START Input for this task

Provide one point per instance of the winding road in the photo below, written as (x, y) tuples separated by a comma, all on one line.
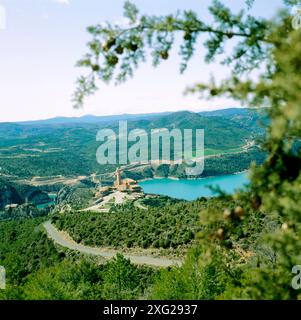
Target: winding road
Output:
[(65, 241)]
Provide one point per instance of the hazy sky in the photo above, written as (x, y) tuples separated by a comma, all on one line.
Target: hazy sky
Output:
[(43, 39)]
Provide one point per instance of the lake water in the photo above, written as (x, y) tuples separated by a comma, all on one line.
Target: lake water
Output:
[(193, 189)]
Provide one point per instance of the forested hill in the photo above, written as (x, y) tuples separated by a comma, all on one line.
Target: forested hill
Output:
[(69, 149)]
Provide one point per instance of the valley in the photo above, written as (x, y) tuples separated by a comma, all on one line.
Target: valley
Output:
[(53, 193)]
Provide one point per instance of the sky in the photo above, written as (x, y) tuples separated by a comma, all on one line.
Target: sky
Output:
[(41, 40)]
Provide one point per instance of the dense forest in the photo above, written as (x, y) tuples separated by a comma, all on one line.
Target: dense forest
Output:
[(29, 150), (240, 246)]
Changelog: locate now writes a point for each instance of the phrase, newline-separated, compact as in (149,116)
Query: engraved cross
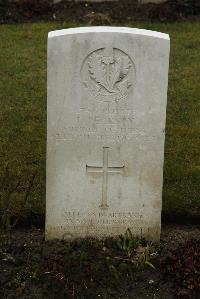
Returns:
(105,170)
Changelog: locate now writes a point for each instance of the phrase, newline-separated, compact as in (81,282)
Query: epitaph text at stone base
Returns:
(107,95)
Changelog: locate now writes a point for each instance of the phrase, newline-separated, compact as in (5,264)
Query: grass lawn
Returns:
(23,118)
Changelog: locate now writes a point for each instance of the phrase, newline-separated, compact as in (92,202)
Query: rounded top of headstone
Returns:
(108,29)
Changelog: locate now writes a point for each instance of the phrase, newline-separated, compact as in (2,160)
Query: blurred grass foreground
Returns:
(23,120)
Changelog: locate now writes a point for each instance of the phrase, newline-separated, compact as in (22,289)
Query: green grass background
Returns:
(23,117)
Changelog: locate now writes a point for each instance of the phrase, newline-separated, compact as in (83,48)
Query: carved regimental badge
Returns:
(108,74)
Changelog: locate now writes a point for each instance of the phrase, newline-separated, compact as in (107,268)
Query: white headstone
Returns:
(107,95)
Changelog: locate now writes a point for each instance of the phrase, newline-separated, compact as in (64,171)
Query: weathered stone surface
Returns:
(107,95)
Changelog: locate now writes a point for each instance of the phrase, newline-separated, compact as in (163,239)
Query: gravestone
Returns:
(107,95)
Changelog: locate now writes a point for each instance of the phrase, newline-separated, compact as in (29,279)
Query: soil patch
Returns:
(19,11)
(88,268)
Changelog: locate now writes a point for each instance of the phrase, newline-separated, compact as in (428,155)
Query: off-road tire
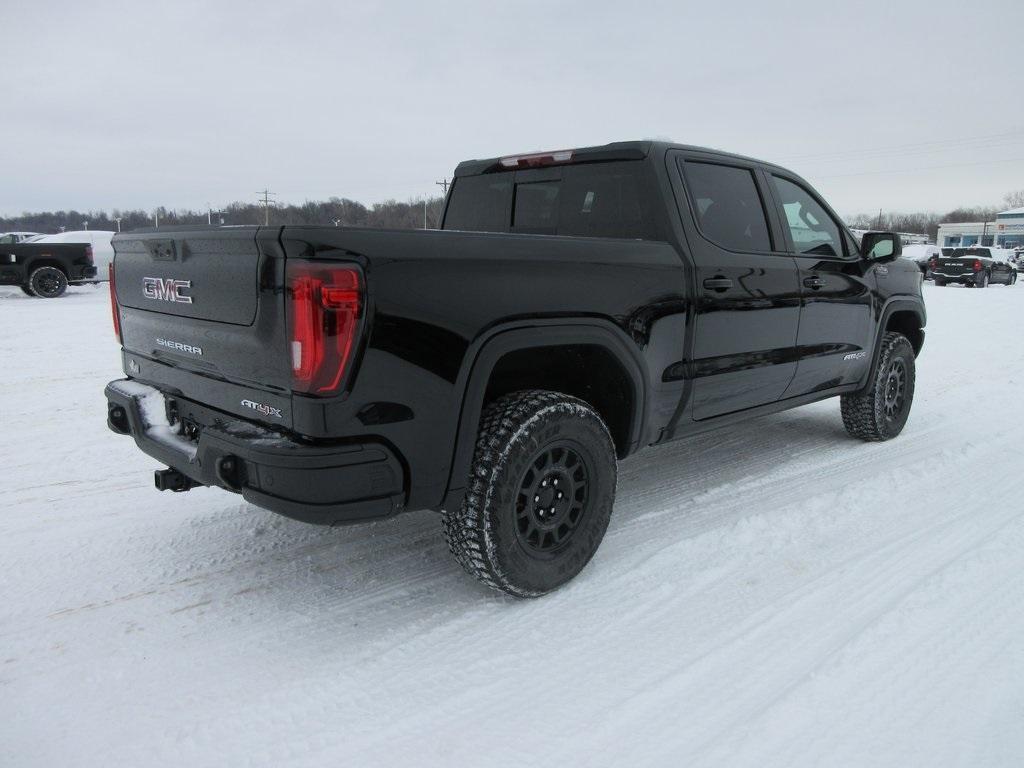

END Input for this task

Copy every line of the data that carries the word "Query".

Query: engraved cross
Query: epitaph text at stone base
Query: grass lawn
Query: rounded top of headstone
Query: blurred grass foreground
Query: green grass background
Query: carved regimental badge
Query: white headstone
Query: weathered stone surface
Query: gravestone
Query: soil patch
Query: off-road tire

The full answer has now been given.